GIVEN ENTRIES:

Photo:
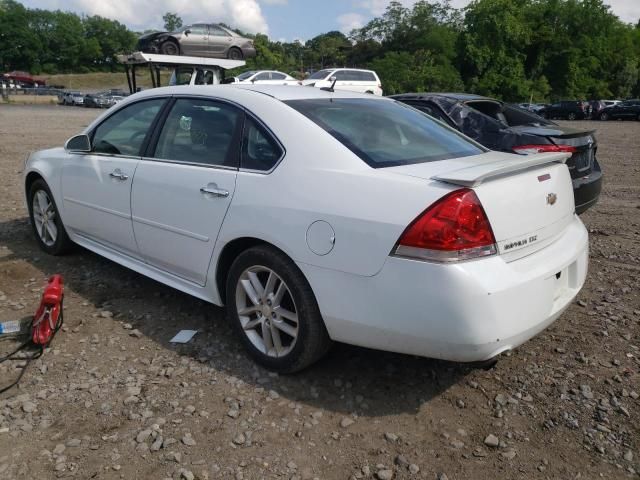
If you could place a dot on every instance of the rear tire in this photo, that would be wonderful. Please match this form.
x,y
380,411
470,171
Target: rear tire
x,y
235,54
45,220
274,311
170,47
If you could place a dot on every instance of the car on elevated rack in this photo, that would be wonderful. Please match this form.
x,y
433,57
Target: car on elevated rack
x,y
319,216
199,40
508,128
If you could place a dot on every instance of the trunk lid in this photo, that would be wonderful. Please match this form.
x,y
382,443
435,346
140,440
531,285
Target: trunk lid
x,y
528,199
584,142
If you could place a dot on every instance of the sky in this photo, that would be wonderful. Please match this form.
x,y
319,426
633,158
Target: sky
x,y
285,20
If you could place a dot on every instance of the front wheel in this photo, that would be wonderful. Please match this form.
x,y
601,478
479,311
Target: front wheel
x,y
274,311
45,220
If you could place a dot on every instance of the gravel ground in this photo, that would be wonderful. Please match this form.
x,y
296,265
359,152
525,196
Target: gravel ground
x,y
112,398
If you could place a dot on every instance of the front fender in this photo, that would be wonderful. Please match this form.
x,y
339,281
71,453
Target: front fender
x,y
47,164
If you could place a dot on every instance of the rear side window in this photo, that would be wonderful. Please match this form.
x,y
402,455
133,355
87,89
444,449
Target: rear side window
x,y
385,133
260,151
124,132
365,77
320,75
201,132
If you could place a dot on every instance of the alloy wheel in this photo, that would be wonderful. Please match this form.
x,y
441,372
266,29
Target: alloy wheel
x,y
267,311
44,214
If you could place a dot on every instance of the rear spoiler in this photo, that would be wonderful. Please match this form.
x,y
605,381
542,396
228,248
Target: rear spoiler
x,y
477,174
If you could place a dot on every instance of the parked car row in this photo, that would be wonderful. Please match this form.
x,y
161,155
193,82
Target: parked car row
x,y
104,99
506,128
594,110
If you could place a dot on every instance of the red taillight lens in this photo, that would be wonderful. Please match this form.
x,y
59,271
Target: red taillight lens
x,y
454,228
529,149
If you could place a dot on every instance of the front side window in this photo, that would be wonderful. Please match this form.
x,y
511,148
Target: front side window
x,y
197,30
217,31
200,131
259,150
385,133
124,132
246,75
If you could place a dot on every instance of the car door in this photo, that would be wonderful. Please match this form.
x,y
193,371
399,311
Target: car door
x,y
184,186
96,186
194,40
219,40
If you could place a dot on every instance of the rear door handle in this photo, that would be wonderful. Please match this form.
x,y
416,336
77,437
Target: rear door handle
x,y
118,175
213,190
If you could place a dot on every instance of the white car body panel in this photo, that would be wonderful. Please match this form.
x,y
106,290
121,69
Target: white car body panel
x,y
465,311
175,224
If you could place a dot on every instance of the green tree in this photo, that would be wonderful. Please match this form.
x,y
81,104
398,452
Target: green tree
x,y
19,48
172,21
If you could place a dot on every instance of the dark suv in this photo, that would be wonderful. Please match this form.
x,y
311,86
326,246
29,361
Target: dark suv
x,y
627,110
508,128
567,109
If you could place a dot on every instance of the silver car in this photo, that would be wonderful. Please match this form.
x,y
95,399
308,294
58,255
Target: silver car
x,y
199,40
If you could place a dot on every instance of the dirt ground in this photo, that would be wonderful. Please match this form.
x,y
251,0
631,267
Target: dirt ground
x,y
112,398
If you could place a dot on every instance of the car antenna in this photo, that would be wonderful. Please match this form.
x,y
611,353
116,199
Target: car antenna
x,y
333,81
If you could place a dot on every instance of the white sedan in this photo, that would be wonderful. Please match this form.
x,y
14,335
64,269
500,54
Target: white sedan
x,y
319,216
264,77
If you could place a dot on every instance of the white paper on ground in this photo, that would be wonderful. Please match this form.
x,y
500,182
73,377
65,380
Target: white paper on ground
x,y
183,336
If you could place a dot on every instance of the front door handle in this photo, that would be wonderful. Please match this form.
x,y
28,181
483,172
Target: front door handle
x,y
213,190
118,175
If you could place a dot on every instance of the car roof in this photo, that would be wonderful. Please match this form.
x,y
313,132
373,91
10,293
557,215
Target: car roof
x,y
461,97
278,92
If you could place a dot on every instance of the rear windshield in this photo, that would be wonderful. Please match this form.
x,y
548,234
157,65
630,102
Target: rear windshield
x,y
386,133
245,75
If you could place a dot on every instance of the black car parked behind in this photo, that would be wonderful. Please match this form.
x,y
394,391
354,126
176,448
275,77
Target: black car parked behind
x,y
627,110
507,128
567,109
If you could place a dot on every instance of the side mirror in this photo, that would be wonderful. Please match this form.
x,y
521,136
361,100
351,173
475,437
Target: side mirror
x,y
79,143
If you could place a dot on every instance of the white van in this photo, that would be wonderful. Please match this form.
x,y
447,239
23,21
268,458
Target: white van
x,y
351,79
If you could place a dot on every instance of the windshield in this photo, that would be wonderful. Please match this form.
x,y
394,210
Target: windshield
x,y
320,75
386,133
246,75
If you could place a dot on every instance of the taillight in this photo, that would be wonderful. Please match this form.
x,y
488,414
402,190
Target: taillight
x,y
529,149
454,228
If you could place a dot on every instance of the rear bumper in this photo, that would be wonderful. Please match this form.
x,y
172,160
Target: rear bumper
x,y
465,312
586,190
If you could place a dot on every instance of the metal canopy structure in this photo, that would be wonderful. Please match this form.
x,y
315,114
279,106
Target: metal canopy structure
x,y
155,62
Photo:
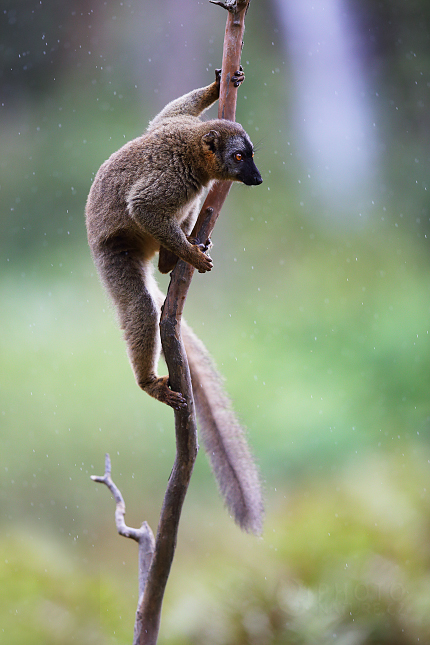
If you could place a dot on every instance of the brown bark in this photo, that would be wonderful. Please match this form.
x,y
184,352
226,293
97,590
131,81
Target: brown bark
x,y
155,562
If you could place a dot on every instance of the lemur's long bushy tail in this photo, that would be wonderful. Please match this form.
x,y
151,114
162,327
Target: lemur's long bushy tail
x,y
224,438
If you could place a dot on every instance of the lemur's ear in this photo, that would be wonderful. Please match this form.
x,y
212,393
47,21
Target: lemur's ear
x,y
211,139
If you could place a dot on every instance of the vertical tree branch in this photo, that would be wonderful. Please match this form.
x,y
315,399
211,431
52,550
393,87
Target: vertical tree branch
x,y
149,610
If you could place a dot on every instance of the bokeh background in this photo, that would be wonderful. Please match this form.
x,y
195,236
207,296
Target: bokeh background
x,y
317,313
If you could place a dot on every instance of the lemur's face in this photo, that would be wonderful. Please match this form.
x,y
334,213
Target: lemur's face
x,y
239,162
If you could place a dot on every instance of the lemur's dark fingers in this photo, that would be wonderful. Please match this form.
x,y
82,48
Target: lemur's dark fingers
x,y
238,77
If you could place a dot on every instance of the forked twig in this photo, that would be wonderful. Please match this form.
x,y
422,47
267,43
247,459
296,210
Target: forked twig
x,y
156,566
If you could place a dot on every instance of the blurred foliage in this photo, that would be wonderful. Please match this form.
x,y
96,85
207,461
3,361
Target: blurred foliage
x,y
320,325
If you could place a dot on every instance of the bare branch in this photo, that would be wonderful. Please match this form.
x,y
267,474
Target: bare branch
x,y
143,536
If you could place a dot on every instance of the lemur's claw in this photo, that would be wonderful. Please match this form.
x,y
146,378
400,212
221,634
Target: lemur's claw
x,y
238,77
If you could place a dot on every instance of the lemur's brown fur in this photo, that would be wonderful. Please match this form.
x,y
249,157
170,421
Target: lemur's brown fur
x,y
145,199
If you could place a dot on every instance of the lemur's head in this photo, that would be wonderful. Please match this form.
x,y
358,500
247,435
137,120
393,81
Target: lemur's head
x,y
233,152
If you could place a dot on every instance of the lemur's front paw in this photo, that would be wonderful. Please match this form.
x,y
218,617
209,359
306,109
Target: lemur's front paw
x,y
238,77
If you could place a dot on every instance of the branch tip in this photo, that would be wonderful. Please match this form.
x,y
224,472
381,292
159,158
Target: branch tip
x,y
233,6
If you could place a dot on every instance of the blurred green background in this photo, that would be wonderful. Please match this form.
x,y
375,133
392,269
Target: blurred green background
x,y
317,313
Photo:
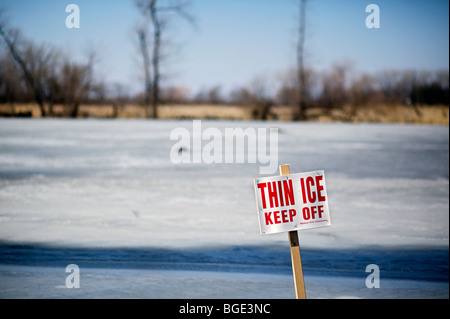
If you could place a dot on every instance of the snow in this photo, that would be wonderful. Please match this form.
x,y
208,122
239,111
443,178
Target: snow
x,y
104,194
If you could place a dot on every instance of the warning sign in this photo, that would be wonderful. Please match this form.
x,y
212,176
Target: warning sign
x,y
292,202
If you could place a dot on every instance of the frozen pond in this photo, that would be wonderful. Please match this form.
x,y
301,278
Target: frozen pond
x,y
105,195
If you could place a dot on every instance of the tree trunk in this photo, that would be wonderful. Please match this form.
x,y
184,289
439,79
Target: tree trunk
x,y
155,59
301,113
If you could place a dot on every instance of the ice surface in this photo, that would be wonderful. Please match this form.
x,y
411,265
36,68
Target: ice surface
x,y
109,185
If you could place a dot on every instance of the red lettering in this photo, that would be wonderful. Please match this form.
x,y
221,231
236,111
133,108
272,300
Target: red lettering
x,y
302,183
261,187
309,183
306,214
268,218
273,196
292,213
284,216
276,217
320,210
280,192
320,188
288,192
313,212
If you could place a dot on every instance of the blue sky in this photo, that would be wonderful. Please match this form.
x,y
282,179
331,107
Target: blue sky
x,y
236,40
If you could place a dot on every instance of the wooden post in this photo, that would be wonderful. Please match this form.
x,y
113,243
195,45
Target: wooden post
x,y
295,253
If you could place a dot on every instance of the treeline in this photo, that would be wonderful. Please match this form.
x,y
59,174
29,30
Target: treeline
x,y
45,75
338,87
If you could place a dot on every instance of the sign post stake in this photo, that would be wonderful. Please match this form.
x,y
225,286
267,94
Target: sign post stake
x,y
295,253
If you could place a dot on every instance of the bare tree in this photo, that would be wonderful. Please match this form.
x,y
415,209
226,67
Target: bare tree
x,y
143,46
301,113
50,76
32,61
157,13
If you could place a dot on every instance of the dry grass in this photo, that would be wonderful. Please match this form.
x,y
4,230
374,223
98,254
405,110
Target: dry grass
x,y
374,113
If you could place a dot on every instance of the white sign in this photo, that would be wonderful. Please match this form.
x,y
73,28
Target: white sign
x,y
292,202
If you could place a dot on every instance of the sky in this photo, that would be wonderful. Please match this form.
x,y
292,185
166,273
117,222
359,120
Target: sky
x,y
234,41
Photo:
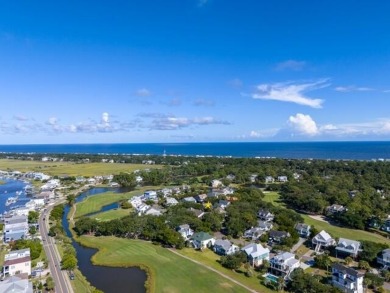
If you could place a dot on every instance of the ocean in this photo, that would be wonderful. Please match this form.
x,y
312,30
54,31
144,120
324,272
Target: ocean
x,y
288,150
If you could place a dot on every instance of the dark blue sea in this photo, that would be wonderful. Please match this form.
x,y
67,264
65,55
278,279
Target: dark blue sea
x,y
288,150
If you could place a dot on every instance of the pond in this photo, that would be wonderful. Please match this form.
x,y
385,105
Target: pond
x,y
108,279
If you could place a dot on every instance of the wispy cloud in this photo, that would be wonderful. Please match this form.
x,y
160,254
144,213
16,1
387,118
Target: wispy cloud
x,y
290,65
172,102
304,124
174,123
20,118
236,83
202,3
291,92
143,92
352,88
203,102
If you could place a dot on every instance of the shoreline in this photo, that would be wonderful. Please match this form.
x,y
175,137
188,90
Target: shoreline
x,y
149,282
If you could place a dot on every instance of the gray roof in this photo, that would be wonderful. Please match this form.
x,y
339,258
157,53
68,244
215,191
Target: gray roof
x,y
346,270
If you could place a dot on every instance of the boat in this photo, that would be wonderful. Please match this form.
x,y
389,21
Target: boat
x,y
11,200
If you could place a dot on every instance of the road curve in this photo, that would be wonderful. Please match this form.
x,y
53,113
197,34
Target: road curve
x,y
61,278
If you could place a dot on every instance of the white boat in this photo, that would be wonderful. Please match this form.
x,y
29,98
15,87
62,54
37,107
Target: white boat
x,y
11,200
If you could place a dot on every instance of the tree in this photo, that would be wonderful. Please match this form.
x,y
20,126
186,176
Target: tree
x,y
233,261
71,199
69,262
33,217
49,284
348,260
364,265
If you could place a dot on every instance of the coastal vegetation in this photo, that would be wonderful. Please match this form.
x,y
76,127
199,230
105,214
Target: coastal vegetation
x,y
168,272
71,168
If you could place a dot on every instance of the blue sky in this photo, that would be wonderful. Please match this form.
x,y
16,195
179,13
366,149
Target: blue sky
x,y
194,70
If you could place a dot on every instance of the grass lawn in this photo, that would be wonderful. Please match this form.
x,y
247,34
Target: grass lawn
x,y
169,272
112,214
274,198
94,203
209,258
70,168
348,233
335,231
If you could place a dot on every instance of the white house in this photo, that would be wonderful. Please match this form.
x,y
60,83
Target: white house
x,y
225,247
283,264
17,262
202,240
256,253
322,240
185,231
347,279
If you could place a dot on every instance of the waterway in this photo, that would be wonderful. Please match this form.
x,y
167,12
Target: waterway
x,y
108,279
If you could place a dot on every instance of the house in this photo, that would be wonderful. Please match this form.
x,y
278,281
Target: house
x,y
224,247
278,236
15,227
256,253
283,264
253,233
384,258
347,279
17,262
303,230
264,226
322,240
189,199
282,179
200,198
253,178
222,204
171,201
16,284
150,195
265,215
185,231
197,213
216,183
347,247
335,208
202,240
231,177
153,211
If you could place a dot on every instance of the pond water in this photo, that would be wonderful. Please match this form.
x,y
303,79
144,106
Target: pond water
x,y
108,279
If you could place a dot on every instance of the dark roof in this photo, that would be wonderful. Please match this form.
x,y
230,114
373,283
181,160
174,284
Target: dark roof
x,y
347,270
16,261
274,233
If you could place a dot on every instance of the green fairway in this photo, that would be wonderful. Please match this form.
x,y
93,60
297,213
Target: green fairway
x,y
94,203
169,273
112,214
273,197
348,233
70,168
209,258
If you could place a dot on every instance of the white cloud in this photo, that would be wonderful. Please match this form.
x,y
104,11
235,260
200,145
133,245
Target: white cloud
x,y
290,65
352,88
174,123
304,124
236,83
291,92
143,92
203,102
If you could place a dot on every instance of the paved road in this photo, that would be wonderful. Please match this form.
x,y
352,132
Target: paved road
x,y
214,270
61,278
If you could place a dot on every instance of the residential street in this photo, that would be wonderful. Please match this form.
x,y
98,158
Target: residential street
x,y
61,279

HOW TO COMPLETE THIS TASK: Every line from the one that contains "Target: green fairway" down to and including the last line of the records above must be set down exactly, with nothing else.

RESPONSE AREA:
Target: green fairway
x,y
94,203
169,273
112,214
273,197
348,233
70,168
209,258
If you could place a dot on every instance of the white cloud in this photo, that would be wonderful. Please match this form.
x,y
104,11
235,260
200,145
133,245
Target: white cloud
x,y
290,65
352,88
174,123
304,124
236,83
291,92
143,92
203,102
If you could place a dot on every instance of the paved road in this photo, that would be wonderful. Please match this form.
x,y
352,132
Target: paved road
x,y
214,270
61,278
If you could place a dot on every instance of the residential street in this photo, that would be wonderful. Please match this form.
x,y
98,158
Target: residential street
x,y
61,279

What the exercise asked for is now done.